[Selected passage Boundary: Start]
You will be shown exercises – the clinical nurse specialist will instruct you how to move the affected foot and ankle. Failure to comply with the exercises increases the risk of developing stiffness of the big toe after surgery. Patients are encouraged to move the toe after a scarf osteotomy or a weil osteotomy but may be advised not to move the toes after some other types of surgery. Your team will provide further guidance.

An appointment – you will be given an outpatient appointment two weeks following your procedure. The bandage will be removed and your wound site will be inspected and sutures removed at this visit.

Bunion surgery – if you have undergone surgery to correct bunions and the wounds are sufficiently healed (following your review at two weeks), then it will be possible to bathe. If wounds have not healed, then the area must be kept dry.

Lesser toe surgery – you may have K wires in place. These wires will remain for a total of four to six weeks. They will be covered with a light protective dressing. The purpose of this dressing is not only to protect from infection, but, for example, to prevent the wires from catching on clothing or bed sheets. The pin site(s) will be inspected and cleaned at your two week follow-up outpatient appointment. The area will be re-dressed and the wires will remain in place for a further four weeks. It is essential that you keep the wires dry and covered until they are removed and that the site(s) are completely healed before you submerge your foot in water.
[Selected passage Boundary: End]
[Data section Boundary: Start]
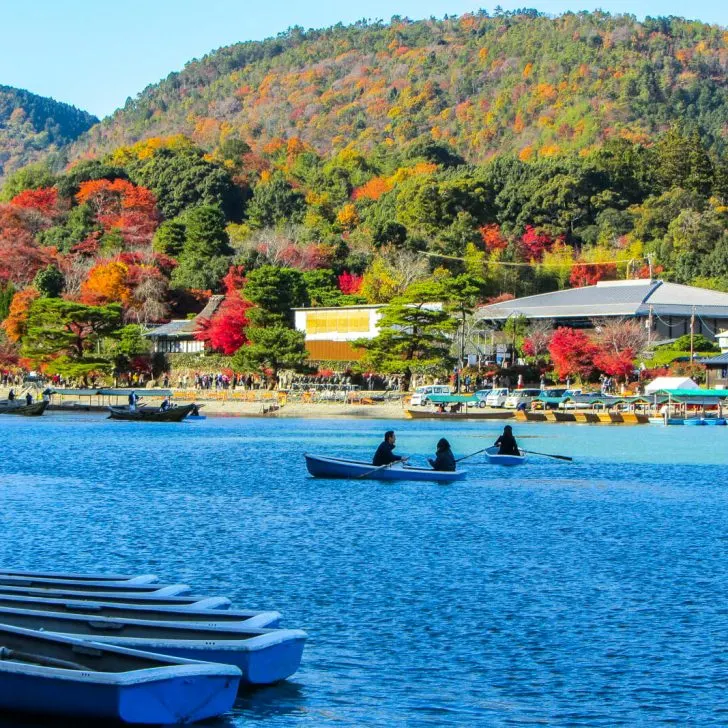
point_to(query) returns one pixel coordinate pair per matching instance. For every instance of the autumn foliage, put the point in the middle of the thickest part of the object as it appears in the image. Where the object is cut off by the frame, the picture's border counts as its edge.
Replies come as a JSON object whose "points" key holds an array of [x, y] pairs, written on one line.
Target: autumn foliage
{"points": [[572, 352], [225, 331]]}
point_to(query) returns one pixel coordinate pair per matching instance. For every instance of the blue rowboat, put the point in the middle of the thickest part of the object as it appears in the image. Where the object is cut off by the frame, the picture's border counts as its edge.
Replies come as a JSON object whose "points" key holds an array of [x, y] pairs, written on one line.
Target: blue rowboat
{"points": [[70, 678], [144, 584], [494, 458], [167, 596], [200, 617], [264, 656], [66, 576], [326, 467]]}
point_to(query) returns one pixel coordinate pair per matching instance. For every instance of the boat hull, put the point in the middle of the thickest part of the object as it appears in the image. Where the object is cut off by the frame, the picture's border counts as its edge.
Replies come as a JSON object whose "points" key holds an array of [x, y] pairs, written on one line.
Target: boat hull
{"points": [[24, 410], [141, 584], [200, 617], [471, 414], [264, 656], [327, 467], [110, 684], [495, 459], [168, 596], [148, 414]]}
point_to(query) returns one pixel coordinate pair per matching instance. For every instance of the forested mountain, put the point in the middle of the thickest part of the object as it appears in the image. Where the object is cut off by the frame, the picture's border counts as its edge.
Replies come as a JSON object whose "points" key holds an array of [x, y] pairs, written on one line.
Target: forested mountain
{"points": [[514, 82], [460, 161], [32, 127]]}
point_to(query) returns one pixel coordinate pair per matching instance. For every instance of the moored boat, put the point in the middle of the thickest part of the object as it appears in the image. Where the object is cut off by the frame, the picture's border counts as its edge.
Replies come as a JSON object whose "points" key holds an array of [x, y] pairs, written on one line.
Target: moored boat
{"points": [[494, 458], [66, 576], [71, 576], [264, 656], [70, 678], [150, 414], [140, 584], [327, 467], [167, 596], [19, 407], [200, 616]]}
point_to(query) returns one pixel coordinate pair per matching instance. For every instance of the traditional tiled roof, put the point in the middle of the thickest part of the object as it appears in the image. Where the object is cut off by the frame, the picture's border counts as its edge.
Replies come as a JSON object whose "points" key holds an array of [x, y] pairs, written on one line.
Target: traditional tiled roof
{"points": [[614, 298], [185, 328]]}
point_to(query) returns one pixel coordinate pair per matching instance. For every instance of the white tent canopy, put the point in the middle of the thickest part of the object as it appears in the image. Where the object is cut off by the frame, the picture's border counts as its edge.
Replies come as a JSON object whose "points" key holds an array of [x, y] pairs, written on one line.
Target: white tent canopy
{"points": [[670, 383]]}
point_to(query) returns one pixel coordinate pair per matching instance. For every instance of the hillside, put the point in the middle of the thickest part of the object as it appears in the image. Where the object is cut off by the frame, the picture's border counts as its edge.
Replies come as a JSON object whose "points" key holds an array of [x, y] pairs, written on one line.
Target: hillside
{"points": [[521, 82], [32, 127]]}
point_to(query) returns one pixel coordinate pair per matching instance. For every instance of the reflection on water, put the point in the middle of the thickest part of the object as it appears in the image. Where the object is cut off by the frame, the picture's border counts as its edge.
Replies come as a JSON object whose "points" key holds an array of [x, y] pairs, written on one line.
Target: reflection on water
{"points": [[587, 593]]}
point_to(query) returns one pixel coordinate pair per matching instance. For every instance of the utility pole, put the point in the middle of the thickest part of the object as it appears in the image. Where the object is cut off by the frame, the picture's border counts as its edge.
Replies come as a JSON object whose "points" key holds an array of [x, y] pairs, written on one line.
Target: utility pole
{"points": [[649, 327]]}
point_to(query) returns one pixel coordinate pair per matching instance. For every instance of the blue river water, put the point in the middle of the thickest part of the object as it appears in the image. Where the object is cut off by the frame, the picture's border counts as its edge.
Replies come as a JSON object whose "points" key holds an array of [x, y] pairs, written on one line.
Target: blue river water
{"points": [[583, 594]]}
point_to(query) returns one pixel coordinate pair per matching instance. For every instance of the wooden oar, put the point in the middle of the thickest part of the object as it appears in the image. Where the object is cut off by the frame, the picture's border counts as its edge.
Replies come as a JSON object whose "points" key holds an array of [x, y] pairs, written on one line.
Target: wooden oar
{"points": [[381, 467], [548, 455], [465, 457]]}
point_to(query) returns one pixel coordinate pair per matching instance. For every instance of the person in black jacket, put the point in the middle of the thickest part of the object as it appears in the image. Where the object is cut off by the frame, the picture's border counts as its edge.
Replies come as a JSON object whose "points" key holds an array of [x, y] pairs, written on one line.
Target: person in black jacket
{"points": [[384, 454], [444, 459], [507, 443]]}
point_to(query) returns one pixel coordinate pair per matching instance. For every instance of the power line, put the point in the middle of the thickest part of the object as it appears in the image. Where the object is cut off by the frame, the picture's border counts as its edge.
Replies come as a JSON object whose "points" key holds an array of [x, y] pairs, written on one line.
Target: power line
{"points": [[534, 265]]}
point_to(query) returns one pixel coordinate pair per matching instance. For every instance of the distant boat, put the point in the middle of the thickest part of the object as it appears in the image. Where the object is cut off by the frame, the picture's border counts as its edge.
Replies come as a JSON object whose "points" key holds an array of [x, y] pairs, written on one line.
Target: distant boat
{"points": [[150, 414], [158, 613], [327, 467], [495, 459], [19, 407], [70, 678], [264, 656]]}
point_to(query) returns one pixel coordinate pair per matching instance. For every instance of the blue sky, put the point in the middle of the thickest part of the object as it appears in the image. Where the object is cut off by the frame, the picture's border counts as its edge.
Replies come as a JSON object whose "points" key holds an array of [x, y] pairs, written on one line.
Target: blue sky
{"points": [[96, 54]]}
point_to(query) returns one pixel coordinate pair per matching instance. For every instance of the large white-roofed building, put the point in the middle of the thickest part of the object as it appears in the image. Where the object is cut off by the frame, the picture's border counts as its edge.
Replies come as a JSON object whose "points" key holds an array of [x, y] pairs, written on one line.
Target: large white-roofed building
{"points": [[666, 308]]}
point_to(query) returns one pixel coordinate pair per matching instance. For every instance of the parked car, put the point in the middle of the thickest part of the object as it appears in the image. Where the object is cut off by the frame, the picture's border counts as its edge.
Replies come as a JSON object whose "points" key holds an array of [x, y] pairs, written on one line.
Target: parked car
{"points": [[421, 395], [497, 398], [481, 395], [521, 397]]}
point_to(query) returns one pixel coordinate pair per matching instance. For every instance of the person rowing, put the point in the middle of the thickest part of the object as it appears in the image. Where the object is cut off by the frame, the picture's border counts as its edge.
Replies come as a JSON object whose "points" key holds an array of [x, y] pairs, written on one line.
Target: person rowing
{"points": [[507, 443], [384, 454], [444, 459]]}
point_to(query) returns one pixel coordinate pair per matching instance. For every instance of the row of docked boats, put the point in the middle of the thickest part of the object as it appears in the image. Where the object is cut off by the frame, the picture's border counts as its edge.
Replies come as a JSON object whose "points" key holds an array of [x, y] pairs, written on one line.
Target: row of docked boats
{"points": [[132, 649], [22, 408]]}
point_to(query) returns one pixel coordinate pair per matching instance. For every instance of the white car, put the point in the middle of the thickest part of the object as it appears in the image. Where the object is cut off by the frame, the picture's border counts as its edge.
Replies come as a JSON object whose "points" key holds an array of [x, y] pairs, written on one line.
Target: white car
{"points": [[520, 397], [422, 394], [497, 398], [482, 395]]}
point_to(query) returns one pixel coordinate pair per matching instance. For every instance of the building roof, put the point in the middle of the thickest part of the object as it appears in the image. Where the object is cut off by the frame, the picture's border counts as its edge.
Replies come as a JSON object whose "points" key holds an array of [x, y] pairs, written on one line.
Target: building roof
{"points": [[186, 328], [660, 383], [614, 298], [720, 359]]}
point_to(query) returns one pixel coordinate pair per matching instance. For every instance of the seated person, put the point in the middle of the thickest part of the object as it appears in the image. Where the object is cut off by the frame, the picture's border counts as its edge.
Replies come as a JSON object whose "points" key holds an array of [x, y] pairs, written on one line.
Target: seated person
{"points": [[507, 442], [444, 459], [384, 454]]}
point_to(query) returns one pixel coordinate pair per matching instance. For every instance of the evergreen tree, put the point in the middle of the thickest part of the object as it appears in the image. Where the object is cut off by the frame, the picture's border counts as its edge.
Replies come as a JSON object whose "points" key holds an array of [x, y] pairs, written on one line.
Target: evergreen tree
{"points": [[415, 334], [274, 291], [49, 282], [270, 350], [275, 202]]}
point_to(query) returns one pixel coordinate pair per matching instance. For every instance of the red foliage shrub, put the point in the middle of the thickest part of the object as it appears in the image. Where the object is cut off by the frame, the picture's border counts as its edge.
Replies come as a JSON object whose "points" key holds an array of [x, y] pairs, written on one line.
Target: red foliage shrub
{"points": [[350, 284]]}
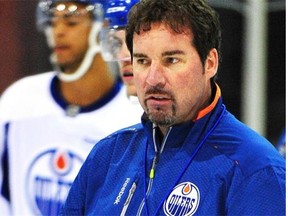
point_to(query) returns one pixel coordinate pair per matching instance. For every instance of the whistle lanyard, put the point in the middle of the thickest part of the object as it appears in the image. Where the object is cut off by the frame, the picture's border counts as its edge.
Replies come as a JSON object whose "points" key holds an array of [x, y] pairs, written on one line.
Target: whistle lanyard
{"points": [[194, 153]]}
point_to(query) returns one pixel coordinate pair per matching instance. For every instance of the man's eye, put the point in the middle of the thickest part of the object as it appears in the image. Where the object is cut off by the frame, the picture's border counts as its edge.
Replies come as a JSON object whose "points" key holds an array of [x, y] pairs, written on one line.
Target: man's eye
{"points": [[171, 60], [142, 61]]}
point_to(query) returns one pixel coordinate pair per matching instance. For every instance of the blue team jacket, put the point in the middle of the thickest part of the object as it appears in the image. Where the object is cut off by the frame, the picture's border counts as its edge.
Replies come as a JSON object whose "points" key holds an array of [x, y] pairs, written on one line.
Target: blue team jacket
{"points": [[213, 166]]}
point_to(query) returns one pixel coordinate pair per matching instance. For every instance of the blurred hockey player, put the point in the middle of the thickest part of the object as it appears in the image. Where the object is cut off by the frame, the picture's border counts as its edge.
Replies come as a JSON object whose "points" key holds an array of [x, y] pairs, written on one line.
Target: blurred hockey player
{"points": [[50, 121]]}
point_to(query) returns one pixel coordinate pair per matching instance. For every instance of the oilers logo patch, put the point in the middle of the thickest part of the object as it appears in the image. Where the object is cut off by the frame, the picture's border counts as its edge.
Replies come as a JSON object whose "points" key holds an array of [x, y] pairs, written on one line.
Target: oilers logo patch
{"points": [[183, 200], [49, 178]]}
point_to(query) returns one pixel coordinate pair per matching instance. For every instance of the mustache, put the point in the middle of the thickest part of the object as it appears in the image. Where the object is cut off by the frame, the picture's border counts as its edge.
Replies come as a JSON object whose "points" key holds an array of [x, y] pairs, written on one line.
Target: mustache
{"points": [[158, 90]]}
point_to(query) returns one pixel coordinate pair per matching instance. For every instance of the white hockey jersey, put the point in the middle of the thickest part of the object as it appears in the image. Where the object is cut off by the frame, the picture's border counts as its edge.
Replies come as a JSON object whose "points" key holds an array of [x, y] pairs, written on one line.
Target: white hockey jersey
{"points": [[45, 141]]}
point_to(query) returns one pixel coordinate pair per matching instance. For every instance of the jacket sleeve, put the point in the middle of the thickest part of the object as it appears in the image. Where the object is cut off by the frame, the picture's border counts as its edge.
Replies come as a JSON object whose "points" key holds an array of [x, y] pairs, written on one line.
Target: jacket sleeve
{"points": [[4, 188], [75, 202]]}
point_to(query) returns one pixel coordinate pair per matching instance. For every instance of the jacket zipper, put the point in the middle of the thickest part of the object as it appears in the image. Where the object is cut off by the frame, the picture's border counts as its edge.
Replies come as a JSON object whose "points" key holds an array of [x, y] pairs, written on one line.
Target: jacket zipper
{"points": [[153, 168]]}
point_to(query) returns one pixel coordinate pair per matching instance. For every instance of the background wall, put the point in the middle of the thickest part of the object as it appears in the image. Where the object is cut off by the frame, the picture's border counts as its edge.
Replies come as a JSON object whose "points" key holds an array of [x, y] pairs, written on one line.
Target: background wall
{"points": [[23, 51]]}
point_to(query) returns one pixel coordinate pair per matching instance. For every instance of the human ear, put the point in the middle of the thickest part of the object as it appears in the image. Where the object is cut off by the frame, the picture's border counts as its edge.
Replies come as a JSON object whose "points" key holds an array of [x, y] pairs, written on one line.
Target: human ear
{"points": [[211, 63]]}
[Data section Boundary: End]
**Problem:**
From the foot surgery aftercare text, reproduce word for word the part starting at "An appointment –" and ending at "at this visit.".

**The completed task:**
An appointment – you will be given an outpatient appointment two weeks following your procedure. The bandage will be removed and your wound site will be inspected and sutures removed at this visit.